EXTRACT PROVIDED:
★ ★ ★ ★ ★ ★ ★

Dezeen Magazine

"Plastic is a design failure" says Parley for the Oceans founder

Designers and brands need to wean themselves off the plastic "drug", according to Parley for the Oceans founder Cyrill Gutsch, who is releasing his organisation's shoes made from recycled ocean plastic with Adidas today (+ interview).

The Adidas x Parley shoes, designed by Alexander Taylor, were created using recycled plastic dredged from the oceans to raise awareness of the growing environmental issue.

"Our strategy to end plastic pollution is to recognise the problem and really accept that plastic is a design failure," said Gutsch, a former designer.

Gutsch said that designers needed to completely avoid using "virgin" plastic to help tackle the wider problem of plastic pollution.

"We are drug addicts, and you can't go clean and sober from heroin overnight," he said. "Recycled plastic is the substitute drug."

Cyril Gutsch interview
Parley founder Cyril Gutsch spoke to Dezeen about his collaboration with Adidas, and his wider mission to rid the world of plastic

The German-born New Yorker learnt about the threat that ocean plastic poses to sea life from environmentalist Paul Watson in 2012.

Gutsch converted his agency from a design company to an environmental organisation "pretty much overnight". Now his Parley for the Oceans initiative aims to encourage other creatives to repurpose ocean waste, and come up with alternatives to plastic.

"We need to reinvent plastic," Gutsch told Dezeen at Parley's offices in New York. "We have to redesign the material, and question some of the product categories. We want to invent our way out of this."

"We created something that we call Parley Ocean Plastic, and a range of materials that is based on all that trash that we find in the sea and mixed with other recycled material, which makes it very very attractive for brands to use," he said.

The company has ongoing collaborations with brands including G-Star RAW, as well as the government of the Maldives, but chose German sportswear company Adidas as its first major partner.

Adidas ocean plastic shoes
Adidas launched the Parley for the Oceans trainers to coincide with World Oceans Day

The Adidas x Parley running shoes were first unveiled in July last year. They are made using the brand's existing footwear manufacturing process, but the yarns in the upper are replaced with fibres made from waste plastic. A version with a 3D-printed midsole created from recycled fishing nets was also revealed in December 2015.

"Everything that is synthetic is something that can be replaced with our plastic," said Gutsch. "We can do high-performance shoes, sports equipment, we can do fashion."

While recycling is a key part of helping to contain the issue, Parley's ultimate aim is to invent an environmentally friendly replacement for plastic.

"[Plastic] was not supposed to be out there in these quantities, it's just too successful, a mistake that became a superstar," said Gutsch.

★ ★ ★ ★ ★ ★ ★

(Image point annotation rows)

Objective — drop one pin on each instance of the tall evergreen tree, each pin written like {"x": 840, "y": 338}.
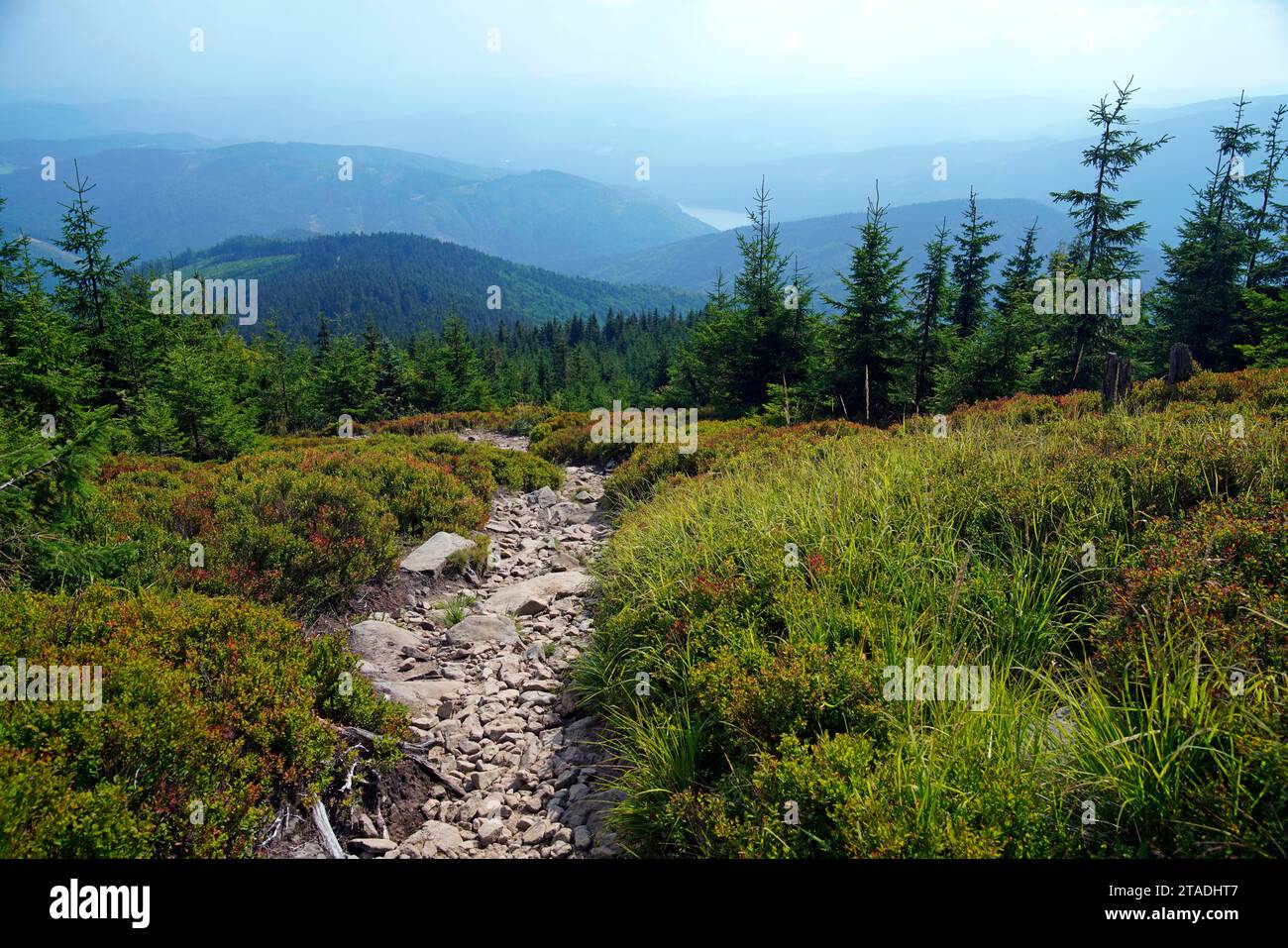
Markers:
{"x": 1108, "y": 239}
{"x": 1206, "y": 269}
{"x": 971, "y": 268}
{"x": 870, "y": 329}
{"x": 931, "y": 308}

★ ★ ★ ★ ★ ★ ★

SHORT EXERCISE 1:
Retype the passage of the Dezeen article between "While recycling is" and "replacement for plastic.", inclusive.
SHORT EXERCISE 2:
In the Dezeen article, who taught Gutsch about the threat that ocean plastic poses to sea life, and in what year?

WRITTEN RESPONSE 1:
While recycling is a key part of helping to contain the issue, Parley's ultimate aim is to invent an environmentally friendly replacement for plastic.

WRITTEN RESPONSE 2:
Environmentalist Paul Watson, in 2012.